From the listing below, pull out every line that contains the string "trailer". Case matters.

++++++++++++++++++++

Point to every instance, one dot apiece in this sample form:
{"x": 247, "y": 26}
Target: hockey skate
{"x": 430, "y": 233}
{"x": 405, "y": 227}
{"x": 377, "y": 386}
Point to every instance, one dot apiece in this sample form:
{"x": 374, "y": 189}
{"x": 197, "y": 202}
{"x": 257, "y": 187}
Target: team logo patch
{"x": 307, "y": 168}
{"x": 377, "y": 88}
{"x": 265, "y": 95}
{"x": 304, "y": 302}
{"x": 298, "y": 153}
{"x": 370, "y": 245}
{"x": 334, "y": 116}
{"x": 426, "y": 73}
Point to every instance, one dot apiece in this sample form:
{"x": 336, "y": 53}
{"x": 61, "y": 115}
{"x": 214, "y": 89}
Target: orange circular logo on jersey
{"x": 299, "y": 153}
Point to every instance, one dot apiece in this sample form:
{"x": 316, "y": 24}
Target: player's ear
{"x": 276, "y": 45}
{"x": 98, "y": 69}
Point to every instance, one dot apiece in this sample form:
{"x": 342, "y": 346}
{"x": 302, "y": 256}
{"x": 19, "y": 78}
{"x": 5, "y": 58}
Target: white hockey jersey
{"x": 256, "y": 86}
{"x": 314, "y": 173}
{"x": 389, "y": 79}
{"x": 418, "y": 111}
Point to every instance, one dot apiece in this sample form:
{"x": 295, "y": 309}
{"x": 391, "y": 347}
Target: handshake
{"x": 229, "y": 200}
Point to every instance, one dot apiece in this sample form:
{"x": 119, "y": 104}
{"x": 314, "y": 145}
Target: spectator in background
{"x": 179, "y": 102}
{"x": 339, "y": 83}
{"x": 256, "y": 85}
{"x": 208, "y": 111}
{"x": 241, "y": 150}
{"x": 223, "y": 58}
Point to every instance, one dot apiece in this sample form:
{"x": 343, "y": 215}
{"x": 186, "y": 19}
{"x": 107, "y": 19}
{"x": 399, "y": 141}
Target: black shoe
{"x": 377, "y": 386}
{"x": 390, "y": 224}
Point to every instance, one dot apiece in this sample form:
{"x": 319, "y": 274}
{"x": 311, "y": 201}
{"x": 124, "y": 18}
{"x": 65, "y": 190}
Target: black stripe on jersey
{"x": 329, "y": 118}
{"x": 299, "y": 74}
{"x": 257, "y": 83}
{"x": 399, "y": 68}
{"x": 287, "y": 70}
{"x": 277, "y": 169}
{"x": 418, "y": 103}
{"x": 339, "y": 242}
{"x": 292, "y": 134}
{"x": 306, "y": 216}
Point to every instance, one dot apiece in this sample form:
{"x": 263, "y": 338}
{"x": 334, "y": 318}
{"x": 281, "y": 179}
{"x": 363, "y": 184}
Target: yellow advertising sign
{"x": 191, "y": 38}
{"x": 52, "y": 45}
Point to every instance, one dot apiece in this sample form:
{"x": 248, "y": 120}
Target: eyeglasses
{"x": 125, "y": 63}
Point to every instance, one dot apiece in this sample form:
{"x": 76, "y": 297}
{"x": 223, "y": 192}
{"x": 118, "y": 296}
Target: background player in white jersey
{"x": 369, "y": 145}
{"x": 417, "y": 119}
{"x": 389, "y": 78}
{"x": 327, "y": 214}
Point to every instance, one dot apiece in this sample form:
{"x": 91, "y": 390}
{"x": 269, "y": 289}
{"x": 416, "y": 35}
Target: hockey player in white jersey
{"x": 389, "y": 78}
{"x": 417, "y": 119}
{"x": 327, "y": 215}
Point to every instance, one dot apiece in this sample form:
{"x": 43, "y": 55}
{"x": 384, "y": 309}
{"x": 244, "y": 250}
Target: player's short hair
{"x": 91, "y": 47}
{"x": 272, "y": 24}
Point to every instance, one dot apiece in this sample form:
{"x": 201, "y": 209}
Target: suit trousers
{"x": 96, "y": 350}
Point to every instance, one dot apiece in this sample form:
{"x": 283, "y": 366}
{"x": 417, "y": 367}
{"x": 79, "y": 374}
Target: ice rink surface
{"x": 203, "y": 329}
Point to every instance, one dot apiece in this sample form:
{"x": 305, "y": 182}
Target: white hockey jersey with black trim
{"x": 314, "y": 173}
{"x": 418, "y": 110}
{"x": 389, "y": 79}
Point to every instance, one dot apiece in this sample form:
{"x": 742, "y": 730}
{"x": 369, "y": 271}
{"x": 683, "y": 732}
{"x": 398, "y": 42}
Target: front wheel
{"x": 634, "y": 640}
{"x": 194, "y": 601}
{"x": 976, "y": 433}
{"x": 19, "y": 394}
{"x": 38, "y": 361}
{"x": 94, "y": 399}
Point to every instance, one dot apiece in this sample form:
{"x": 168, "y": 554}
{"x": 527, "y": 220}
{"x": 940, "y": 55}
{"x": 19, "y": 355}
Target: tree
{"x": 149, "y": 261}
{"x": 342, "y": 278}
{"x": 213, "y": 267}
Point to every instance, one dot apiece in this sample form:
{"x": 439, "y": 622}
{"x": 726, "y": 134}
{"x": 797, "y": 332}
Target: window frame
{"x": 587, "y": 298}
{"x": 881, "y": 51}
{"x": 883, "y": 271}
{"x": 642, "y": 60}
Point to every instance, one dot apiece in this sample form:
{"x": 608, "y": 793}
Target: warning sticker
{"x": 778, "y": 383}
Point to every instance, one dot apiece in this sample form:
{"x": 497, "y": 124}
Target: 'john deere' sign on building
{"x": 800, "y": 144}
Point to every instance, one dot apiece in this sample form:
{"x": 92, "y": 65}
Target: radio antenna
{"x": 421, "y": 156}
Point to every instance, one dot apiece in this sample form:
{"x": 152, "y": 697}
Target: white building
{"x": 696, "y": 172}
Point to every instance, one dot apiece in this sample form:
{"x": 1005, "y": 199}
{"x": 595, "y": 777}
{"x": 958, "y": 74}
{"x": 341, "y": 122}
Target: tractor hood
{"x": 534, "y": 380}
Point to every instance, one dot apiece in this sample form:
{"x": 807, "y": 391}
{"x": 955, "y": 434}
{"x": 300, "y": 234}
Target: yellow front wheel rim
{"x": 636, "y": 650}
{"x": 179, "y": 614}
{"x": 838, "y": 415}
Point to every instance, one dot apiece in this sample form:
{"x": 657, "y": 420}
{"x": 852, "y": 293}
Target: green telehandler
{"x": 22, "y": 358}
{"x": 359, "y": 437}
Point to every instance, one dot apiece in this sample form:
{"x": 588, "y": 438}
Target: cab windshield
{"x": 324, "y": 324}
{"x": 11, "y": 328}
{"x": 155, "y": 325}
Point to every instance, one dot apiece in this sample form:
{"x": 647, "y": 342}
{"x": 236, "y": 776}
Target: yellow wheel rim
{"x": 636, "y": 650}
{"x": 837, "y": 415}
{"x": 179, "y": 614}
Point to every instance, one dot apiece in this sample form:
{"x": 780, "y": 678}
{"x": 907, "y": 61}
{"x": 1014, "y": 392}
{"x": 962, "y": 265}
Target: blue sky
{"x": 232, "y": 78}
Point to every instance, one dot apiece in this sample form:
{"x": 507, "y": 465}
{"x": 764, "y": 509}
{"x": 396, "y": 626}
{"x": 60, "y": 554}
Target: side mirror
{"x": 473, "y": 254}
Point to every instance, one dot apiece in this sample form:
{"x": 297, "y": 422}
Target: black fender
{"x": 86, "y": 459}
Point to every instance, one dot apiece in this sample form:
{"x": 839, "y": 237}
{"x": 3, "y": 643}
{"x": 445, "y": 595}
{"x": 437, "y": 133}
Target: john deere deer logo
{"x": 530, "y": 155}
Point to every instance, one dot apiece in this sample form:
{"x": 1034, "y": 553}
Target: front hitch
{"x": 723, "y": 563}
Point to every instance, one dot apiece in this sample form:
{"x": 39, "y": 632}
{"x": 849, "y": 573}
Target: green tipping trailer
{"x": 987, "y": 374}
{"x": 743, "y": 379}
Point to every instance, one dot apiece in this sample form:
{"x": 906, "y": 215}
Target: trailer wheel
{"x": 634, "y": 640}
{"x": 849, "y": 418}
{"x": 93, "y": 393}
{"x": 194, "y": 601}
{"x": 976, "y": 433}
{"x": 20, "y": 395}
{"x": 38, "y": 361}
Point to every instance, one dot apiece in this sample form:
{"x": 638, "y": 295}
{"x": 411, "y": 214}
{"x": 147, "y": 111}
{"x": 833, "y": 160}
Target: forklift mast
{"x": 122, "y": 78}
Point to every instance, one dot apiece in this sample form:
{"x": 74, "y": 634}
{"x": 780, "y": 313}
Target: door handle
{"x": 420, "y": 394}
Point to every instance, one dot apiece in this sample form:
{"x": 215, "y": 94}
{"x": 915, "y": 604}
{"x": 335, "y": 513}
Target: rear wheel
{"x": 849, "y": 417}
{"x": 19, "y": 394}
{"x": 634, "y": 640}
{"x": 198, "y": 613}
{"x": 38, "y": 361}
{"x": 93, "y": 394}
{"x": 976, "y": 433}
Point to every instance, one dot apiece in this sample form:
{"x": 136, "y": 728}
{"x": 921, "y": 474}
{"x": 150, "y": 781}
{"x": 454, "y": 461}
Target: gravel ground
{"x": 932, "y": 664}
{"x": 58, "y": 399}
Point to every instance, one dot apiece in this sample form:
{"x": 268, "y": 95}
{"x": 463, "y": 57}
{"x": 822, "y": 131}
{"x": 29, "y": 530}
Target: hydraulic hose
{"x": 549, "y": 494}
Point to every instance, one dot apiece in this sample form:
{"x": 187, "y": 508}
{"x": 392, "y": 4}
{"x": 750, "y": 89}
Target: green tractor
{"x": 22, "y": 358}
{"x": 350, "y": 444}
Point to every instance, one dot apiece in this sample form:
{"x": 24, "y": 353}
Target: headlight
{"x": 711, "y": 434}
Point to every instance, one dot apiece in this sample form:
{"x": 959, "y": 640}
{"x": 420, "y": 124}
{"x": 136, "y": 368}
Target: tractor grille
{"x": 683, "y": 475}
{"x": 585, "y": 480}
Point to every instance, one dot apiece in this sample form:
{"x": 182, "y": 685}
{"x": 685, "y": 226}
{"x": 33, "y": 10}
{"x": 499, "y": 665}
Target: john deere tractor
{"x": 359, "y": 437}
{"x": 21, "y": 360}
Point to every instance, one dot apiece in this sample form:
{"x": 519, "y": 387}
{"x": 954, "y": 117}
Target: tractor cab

++++++++++++++++++++

Written answer:
Target: green tipping trailer
Target: trailer wheel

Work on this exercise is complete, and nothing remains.